== SUPPLIED MATERIAL ==
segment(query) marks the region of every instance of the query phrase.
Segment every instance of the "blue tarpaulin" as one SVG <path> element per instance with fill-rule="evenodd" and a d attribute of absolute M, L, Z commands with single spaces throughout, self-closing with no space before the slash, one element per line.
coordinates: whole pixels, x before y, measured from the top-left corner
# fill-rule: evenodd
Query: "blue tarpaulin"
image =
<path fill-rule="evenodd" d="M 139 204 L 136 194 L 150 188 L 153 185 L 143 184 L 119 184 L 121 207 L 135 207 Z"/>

== GIVEN REQUEST ==
Reproduce the listing above in full, switching each "tarpaulin" to "tarp" and keeping everything else the same.

== PROBLEM SOLUTION ==
segment(query) marks the region of every instance of the query phrase.
Segment every instance of the "blue tarp" as one SVG <path> element per instance with fill-rule="evenodd" and a d attribute of absolute M, L, Z commands with single spaces throughout, self-closing with no space before the slash, one element per line.
coordinates: whole pixels, x before y, measured from the top-left corner
# fill-rule: evenodd
Query: "blue tarp"
image =
<path fill-rule="evenodd" d="M 139 204 L 136 194 L 150 188 L 153 185 L 143 184 L 119 184 L 121 207 L 135 207 Z"/>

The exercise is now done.